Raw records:
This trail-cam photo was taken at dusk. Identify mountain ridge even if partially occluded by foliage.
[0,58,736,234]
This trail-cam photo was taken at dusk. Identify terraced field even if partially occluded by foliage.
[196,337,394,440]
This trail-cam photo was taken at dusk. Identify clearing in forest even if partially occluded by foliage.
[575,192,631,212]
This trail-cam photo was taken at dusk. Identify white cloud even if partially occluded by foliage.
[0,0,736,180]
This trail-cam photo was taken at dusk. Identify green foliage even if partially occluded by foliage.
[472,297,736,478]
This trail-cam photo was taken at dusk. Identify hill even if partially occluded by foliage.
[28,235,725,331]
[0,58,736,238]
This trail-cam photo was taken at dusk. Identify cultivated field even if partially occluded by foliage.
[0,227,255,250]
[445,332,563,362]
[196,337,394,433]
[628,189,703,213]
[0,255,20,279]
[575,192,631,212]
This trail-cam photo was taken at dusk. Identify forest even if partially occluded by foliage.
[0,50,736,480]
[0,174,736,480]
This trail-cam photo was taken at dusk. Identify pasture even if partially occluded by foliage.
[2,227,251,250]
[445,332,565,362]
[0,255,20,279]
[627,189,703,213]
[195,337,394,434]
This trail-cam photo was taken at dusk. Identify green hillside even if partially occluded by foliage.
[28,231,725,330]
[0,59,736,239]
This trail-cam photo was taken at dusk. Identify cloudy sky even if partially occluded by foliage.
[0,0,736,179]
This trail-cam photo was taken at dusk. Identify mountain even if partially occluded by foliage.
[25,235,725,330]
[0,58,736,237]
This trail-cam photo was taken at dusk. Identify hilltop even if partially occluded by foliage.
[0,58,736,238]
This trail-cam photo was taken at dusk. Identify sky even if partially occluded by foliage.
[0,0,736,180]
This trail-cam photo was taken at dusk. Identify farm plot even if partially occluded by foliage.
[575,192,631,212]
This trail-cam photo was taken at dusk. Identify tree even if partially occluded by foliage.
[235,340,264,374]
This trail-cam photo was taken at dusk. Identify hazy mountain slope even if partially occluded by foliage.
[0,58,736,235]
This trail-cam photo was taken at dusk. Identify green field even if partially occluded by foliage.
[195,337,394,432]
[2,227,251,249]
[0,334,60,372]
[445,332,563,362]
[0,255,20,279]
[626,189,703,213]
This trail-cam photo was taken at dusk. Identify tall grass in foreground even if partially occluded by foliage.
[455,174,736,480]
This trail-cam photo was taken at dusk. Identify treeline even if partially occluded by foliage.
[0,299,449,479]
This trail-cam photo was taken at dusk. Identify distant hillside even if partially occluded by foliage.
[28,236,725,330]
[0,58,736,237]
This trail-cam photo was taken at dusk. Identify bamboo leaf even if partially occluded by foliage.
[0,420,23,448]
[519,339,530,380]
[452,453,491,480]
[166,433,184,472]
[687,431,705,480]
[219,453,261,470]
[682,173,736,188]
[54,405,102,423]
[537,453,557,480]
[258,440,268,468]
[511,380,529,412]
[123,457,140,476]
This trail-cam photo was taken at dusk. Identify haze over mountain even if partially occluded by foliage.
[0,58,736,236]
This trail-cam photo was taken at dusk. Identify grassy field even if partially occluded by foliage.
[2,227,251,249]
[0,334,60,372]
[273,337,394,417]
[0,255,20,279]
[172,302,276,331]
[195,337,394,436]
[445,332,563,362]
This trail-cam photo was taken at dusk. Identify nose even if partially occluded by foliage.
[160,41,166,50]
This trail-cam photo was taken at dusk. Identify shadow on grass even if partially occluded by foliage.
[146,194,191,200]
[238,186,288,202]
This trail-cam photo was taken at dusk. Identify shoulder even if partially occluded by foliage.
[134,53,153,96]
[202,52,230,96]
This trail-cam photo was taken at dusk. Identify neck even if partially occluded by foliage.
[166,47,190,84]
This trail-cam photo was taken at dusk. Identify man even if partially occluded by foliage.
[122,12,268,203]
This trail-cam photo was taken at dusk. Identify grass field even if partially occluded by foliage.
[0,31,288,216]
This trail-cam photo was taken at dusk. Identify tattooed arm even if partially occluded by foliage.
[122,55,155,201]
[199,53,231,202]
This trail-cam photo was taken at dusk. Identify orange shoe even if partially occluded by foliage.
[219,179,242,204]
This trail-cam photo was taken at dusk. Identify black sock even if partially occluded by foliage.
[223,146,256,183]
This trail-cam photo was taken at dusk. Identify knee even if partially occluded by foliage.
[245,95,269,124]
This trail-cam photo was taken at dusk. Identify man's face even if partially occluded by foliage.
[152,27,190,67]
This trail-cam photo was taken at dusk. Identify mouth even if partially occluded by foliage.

__WHAT IS REQUIRED__.
Please rewrite every line of the records above as a numbered list, leaving out any blank lines.

__COMPLETED EXERCISE__.
1. This trail-cam photo was taken at dusk. Identify mountain ridge even if partially occluded by foliage.
2. [0,58,736,234]
3. This trail-cam photo was taken at dusk. Identify terraced field even if partially occluded by foliage.
4. [196,337,394,440]
5. This trail-cam photo was taken at dusk. Identify clearing in forest even if partially occluded by foliage.
6. [575,192,631,212]
7. This trail-cam photo was taken at dusk. Identify white cloud even if partially occluded by foliage.
8. [0,0,736,180]
9. This trail-cam photo was taken at dusk. Identify green foliage even if partially occluded by foliage.
10. [472,297,736,478]
11. This trail-cam photo was taken at dusk. Identify hill even if partially occluded by foliage.
12. [28,235,725,331]
13. [0,58,736,238]
14. This trail-cam photo was taken at dusk. Identify cultivated field even if partially occluded by foliage.
15. [0,227,255,250]
16. [445,332,563,362]
17. [196,337,394,433]
18. [628,189,703,213]
19. [0,255,20,279]
20. [575,192,631,212]
21. This trail-cam photo was taken at dusk. Identify forest even if partially occluded by foliage.
22. [0,50,736,480]
23. [0,174,736,480]
24. This trail-cam photo was taken at dusk. Identify pasture even if partially occluded by foliage.
25. [2,227,251,250]
26. [445,332,565,362]
27. [0,255,20,279]
28. [627,189,703,213]
29. [195,337,394,434]
30. This trail-cam photo was taken at dusk. Identify green hillside even if partially occluded by foliage.
31. [28,231,725,330]
32. [0,59,736,239]
33. This trail-cam photo was taken at dusk. Identify cloudy sky even if partially occluded by foliage.
34. [0,0,736,179]
35. This trail-cam photo was taken at dusk. Identify mountain even if partially occluded by foliage.
36. [25,235,725,330]
37. [0,58,736,237]
38. This trail-cam photo was taken at dusk. Identify hilltop even if partially occluded by foliage.
39. [0,58,736,238]
40. This trail-cam photo was taken at dusk. Identify sky even if partially occluded by foliage.
41. [0,0,736,180]
42. This trail-cam photo was taken at dusk. Identify farm plot even if partially occluded by foliage.
43. [575,192,631,212]
44. This trail-cam photo was taken at dusk. Identify tree even if partially occluded by foliage.
45. [235,340,264,374]
46. This trail-cam photo was taken at dusk. Identify hazy mountain slope even if partially occluded by foliage.
47. [0,58,736,235]
48. This trail-cam photo was taken at dusk. Identify green field even if partially occluded by foliage.
49. [195,337,394,432]
50. [2,227,251,249]
51. [0,334,60,372]
52. [445,332,563,362]
53. [0,255,20,279]
54. [626,189,703,213]
55. This trail-cam photo was taken at dusk. Identify tall grass in foreground even if partially occluded by foliage.
56. [455,174,736,480]
57. This trail-cam photo was taken at dusk. Identify treeline even if partially occluded by foliage.
58. [0,299,449,479]
59. This trail-cam photo was taken at dusk. Identify distant hillside even if partially occluded by foliage.
60. [28,236,725,330]
61. [0,58,736,237]
62. This trail-cam photo was taken at dusk. Identify bamboo leaf even if partially occluded by foliage.
63. [0,420,23,448]
64. [519,339,530,380]
65. [452,453,491,480]
66. [166,433,184,472]
67. [687,431,705,480]
68. [219,453,261,470]
69. [682,173,736,188]
70. [54,405,102,423]
71. [537,453,557,480]
72. [258,440,268,468]
73. [511,380,529,412]
74. [123,457,140,476]
75. This trail-cam photo was taken at dusk. Identify haze over mountain even if partially occluded by foliage.
76. [0,58,736,236]
77. This trail-cam photo was taken at dusk. Identify grassy field even if partially occluded by foliage.
78. [2,227,251,249]
79. [0,334,60,372]
80. [273,337,394,417]
81. [0,255,20,279]
82. [172,302,276,331]
83. [195,337,394,436]
84. [445,332,563,362]
85. This trail-cam photo was taken at dusk. Identify nose even if partially occluded by foliage.
86. [160,41,166,50]
87. This trail-cam photo was taken at dusk. Identify shadow on grass even if partially occluded by foliage.
88. [146,194,191,200]
89. [238,186,288,202]
90. This trail-cam photo was taken at dusk. Identify shoulder even if partially occluded by foliage.
91. [134,53,153,96]
92. [202,52,230,96]
93. This trail-cam photo was taken at dusk. Identify neck even if partially occluded by foliage.
94. [166,47,190,84]
95. This trail-cam photo was taken at dusk. Identify man even if partially occluded by foliage.
96. [122,12,268,203]
97. This trail-cam photo was taken at dusk. Identify grass field even if partially occluded by foliage.
98. [0,31,288,216]
99. This trail-cam photo was taken at dusk. Identify tattooed arm even if partially occluded by foliage.
100. [122,55,155,201]
101. [199,53,231,202]
102. This trail-cam photo was taken at dusk. Identify orange shoe even if partially occluded by foliage.
103. [219,179,242,204]
104. This trail-cam photo was taken at dusk. Identify black sock even if partially occluded by foliage.
105. [223,146,256,183]
106. This trail-cam photo was taken at dusk. Identify knee even if partially occluded by foliage.
107. [245,95,269,124]
108. This trail-cam photo was taken at dusk. Identify man's face even if partially occluded by foliage.
109. [152,27,190,67]
110. This trail-cam photo was taken at dusk. Identify mouth even if partially occluded by foliage.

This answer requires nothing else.